┌─ Textauszug

LandesverfassungsgerichtAfD-Politiker Siegmund klagt gegen Ordnungsruf: Beobachtungen vom Prozess
War es gerechtfertigt, dass der Landtagspräsident den AfD-Co-Fraktionsvorsitzenden Ulrich Siegmund in einer Debatte zur Ordnung gerufen hat? Darüber wurde am Montag vor dem Landesverfassungsgericht verhandelt. Siegmund sieht sich in seiner Redefreiheit eingeschränkt. Er hatte der damaligen Linken-Abgeordneten Christina Buchheim im Landtag vorgeworfen, auf einem Sommerfest im Jahr 2018 "geistig nicht mehr zurechnungsfähig" gewesen zu sein.
- AfD-Politiker Ulrich Siegmund klagt gegen einen Ordnungsruf, den er am 30 Juni letzten Jahres im Landtag erhalten hat.
- Am Montag hat das Landesverfassungsgericht in Dessau-Roßlau über den Fall verhandelt. Beide Seiten kamen zu Wort.
- Eine Entscheidung soll am 17. September fallen.

└─
┌─ Gegebene Zeilen

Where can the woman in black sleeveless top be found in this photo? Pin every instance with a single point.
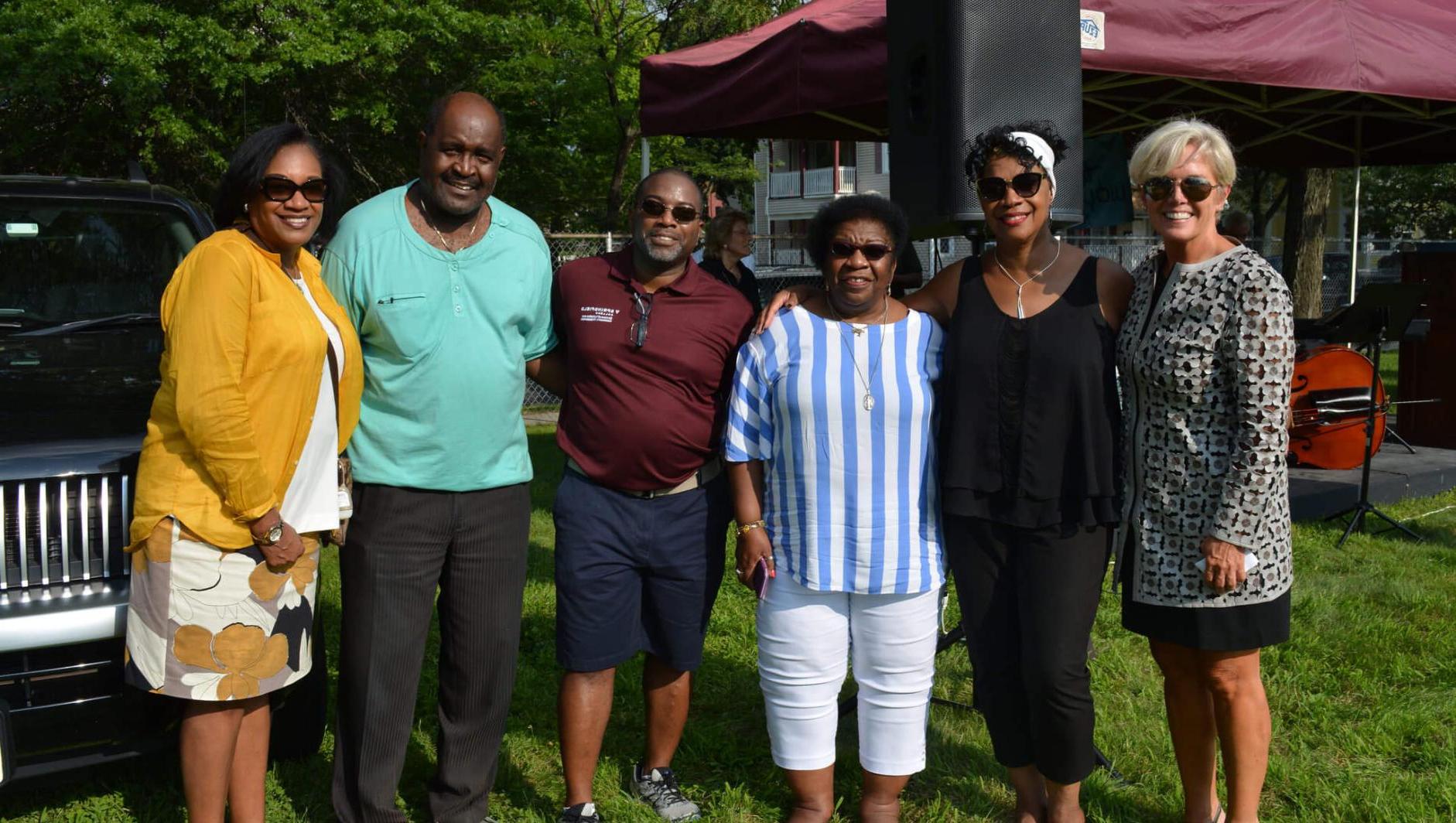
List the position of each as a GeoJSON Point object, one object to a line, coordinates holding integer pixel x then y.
{"type": "Point", "coordinates": [1028, 449]}
{"type": "Point", "coordinates": [1028, 442]}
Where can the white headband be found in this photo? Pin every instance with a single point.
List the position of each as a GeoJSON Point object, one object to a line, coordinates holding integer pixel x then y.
{"type": "Point", "coordinates": [1041, 150]}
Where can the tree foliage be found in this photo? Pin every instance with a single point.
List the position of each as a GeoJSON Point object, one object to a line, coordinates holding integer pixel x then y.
{"type": "Point", "coordinates": [1408, 201]}
{"type": "Point", "coordinates": [176, 84]}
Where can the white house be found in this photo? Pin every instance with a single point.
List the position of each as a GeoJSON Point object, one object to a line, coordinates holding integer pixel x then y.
{"type": "Point", "coordinates": [797, 176]}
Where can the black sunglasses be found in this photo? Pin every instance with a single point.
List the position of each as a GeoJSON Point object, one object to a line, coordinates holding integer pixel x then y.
{"type": "Point", "coordinates": [282, 190]}
{"type": "Point", "coordinates": [657, 209]}
{"type": "Point", "coordinates": [871, 251]}
{"type": "Point", "coordinates": [641, 306]}
{"type": "Point", "coordinates": [1025, 184]}
{"type": "Point", "coordinates": [1195, 188]}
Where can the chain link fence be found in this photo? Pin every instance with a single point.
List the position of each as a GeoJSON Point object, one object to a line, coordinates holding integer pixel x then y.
{"type": "Point", "coordinates": [781, 260]}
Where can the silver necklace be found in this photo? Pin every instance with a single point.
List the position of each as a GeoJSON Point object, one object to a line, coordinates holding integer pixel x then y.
{"type": "Point", "coordinates": [868, 401]}
{"type": "Point", "coordinates": [442, 237]}
{"type": "Point", "coordinates": [1021, 313]}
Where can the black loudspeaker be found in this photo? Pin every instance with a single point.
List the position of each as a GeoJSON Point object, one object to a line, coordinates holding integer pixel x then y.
{"type": "Point", "coordinates": [960, 67]}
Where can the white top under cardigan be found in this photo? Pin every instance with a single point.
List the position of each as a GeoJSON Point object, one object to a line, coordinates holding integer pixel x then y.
{"type": "Point", "coordinates": [312, 501]}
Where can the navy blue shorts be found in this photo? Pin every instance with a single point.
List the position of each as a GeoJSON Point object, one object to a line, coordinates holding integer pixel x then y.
{"type": "Point", "coordinates": [637, 574]}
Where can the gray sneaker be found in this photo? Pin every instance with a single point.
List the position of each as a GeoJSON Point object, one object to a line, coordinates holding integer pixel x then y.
{"type": "Point", "coordinates": [658, 788]}
{"type": "Point", "coordinates": [579, 813]}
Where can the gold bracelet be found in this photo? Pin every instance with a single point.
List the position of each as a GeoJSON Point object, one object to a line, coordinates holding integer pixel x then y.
{"type": "Point", "coordinates": [747, 528]}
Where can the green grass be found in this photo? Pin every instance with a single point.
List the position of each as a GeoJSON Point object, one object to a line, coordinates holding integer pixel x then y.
{"type": "Point", "coordinates": [1363, 699]}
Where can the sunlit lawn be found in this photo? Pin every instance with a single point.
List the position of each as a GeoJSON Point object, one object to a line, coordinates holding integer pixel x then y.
{"type": "Point", "coordinates": [1363, 698]}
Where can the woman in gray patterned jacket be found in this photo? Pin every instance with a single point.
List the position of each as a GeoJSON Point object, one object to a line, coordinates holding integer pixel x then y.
{"type": "Point", "coordinates": [1205, 357]}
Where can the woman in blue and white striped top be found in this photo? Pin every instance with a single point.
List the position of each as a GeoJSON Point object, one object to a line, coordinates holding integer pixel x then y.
{"type": "Point", "coordinates": [832, 462]}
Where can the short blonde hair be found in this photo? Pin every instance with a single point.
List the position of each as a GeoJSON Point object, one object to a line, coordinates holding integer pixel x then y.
{"type": "Point", "coordinates": [1162, 149]}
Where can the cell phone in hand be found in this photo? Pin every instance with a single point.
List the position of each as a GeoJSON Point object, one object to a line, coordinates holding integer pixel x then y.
{"type": "Point", "coordinates": [759, 580]}
{"type": "Point", "coordinates": [1249, 561]}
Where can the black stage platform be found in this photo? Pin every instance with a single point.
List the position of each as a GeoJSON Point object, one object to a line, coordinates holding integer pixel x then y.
{"type": "Point", "coordinates": [1394, 475]}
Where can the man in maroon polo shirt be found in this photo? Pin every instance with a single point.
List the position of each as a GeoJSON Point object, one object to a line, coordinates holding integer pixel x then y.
{"type": "Point", "coordinates": [648, 340]}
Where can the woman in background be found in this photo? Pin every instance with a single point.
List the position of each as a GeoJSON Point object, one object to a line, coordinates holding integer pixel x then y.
{"type": "Point", "coordinates": [728, 242]}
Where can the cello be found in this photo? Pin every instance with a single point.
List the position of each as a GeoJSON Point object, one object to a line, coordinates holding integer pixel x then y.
{"type": "Point", "coordinates": [1330, 401]}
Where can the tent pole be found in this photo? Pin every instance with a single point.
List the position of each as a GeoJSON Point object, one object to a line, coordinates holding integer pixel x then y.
{"type": "Point", "coordinates": [1355, 239]}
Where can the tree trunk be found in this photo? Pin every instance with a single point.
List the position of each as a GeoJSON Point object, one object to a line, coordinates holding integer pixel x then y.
{"type": "Point", "coordinates": [1305, 239]}
{"type": "Point", "coordinates": [1309, 262]}
{"type": "Point", "coordinates": [617, 191]}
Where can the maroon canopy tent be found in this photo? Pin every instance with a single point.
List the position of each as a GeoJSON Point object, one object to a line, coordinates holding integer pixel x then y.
{"type": "Point", "coordinates": [1294, 82]}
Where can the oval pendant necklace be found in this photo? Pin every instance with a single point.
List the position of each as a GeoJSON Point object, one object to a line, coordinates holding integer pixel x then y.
{"type": "Point", "coordinates": [1021, 313]}
{"type": "Point", "coordinates": [868, 401]}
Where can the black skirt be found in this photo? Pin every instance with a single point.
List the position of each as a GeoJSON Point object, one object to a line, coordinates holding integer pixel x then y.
{"type": "Point", "coordinates": [1225, 628]}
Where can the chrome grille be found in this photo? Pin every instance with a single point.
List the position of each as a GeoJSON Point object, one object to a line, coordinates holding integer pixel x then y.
{"type": "Point", "coordinates": [63, 529]}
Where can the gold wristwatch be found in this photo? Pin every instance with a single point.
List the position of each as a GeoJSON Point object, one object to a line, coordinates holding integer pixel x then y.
{"type": "Point", "coordinates": [746, 528]}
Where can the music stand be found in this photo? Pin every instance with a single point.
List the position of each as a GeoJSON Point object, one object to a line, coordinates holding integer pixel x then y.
{"type": "Point", "coordinates": [1381, 311]}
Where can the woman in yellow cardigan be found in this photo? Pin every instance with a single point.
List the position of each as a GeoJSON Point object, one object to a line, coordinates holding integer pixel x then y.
{"type": "Point", "coordinates": [261, 388]}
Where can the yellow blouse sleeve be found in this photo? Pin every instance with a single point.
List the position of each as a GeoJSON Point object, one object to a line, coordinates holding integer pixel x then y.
{"type": "Point", "coordinates": [204, 313]}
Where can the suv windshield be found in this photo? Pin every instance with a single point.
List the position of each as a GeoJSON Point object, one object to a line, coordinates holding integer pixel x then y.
{"type": "Point", "coordinates": [70, 260]}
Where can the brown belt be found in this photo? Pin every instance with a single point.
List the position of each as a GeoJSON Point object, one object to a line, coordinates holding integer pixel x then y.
{"type": "Point", "coordinates": [699, 478]}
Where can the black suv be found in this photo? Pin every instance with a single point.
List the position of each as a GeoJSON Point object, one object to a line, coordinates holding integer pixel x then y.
{"type": "Point", "coordinates": [84, 264]}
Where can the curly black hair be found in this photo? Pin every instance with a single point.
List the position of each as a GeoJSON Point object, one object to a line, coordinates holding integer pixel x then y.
{"type": "Point", "coordinates": [245, 174]}
{"type": "Point", "coordinates": [999, 143]}
{"type": "Point", "coordinates": [860, 206]}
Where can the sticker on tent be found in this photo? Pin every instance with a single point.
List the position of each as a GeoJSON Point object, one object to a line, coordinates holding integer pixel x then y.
{"type": "Point", "coordinates": [1094, 29]}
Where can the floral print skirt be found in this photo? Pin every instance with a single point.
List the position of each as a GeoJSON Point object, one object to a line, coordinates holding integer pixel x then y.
{"type": "Point", "coordinates": [211, 623]}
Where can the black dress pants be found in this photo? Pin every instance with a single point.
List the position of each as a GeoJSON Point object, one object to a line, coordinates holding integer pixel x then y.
{"type": "Point", "coordinates": [402, 547]}
{"type": "Point", "coordinates": [1028, 598]}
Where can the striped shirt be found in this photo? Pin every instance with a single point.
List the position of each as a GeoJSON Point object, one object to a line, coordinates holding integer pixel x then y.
{"type": "Point", "coordinates": [851, 496]}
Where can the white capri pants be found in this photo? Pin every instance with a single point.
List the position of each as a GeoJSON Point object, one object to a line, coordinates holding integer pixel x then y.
{"type": "Point", "coordinates": [805, 638]}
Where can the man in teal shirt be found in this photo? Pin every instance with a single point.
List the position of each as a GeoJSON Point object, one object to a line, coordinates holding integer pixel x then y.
{"type": "Point", "coordinates": [450, 293]}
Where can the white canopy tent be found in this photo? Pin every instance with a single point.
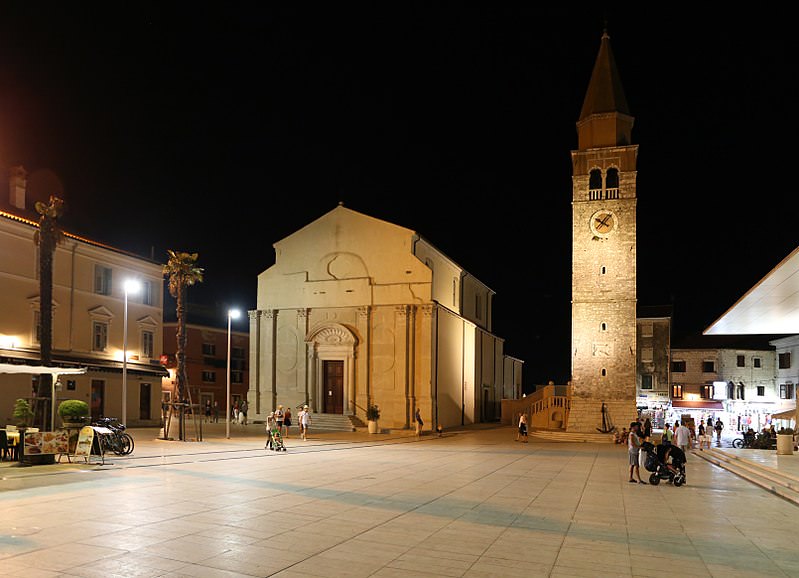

└─

Aufgabe A
Beantworten Sie anhand des Textauszugs folgende Fragen:
(i) Welcher Abgeordneten machte Siegmund im Landtag einen Vorwurf, und welcher Fraktion gehörte sie damals an?
(ii) In welcher Stadt wurde vor dem Landesverfassungsgericht verhandelt?
(iii) Für welchen Tag ist die Entscheidung angekündigt?
Aufgabe B
Zitieren Sie aus dem Textauszug wörtlich die Passage, die mit „LandesverfassungsgerichtAfD-Politiker Siegmund klagt“ beginnt und mit „gewesen zu sein.“ endet.
Die Zeilen sind hierfür ohne Belang.

Musterlösung A
(i) Christina Buchheim, damals Abgeordnete der Linken.
(ii) In Dessau-Roßlau.
(iii) Für den 17. September.

Musterlösung B
LandesverfassungsgerichtAfD-Politiker Siegmund klagt gegen Ordnungsruf: Beobachtungen vom Prozess
War es gerechtfertigt, dass der Landtagspräsident den AfD-Co-Fraktionsvorsitzenden Ulrich Siegmund in einer Debatte zur Ordnung gerufen hat? Darüber wurde am Montag vor dem Landesverfassungsgericht verhandelt. Siegmund sieht sich in seiner Redefreiheit eingeschränkt. Er hatte der damaligen Linken-Abgeordneten Christina Buchheim im Landtag vorgeworfen, auf einem Sommerfest im Jahr 2018 "geistig nicht mehr zurechnungsfähig" gewesen zu sein.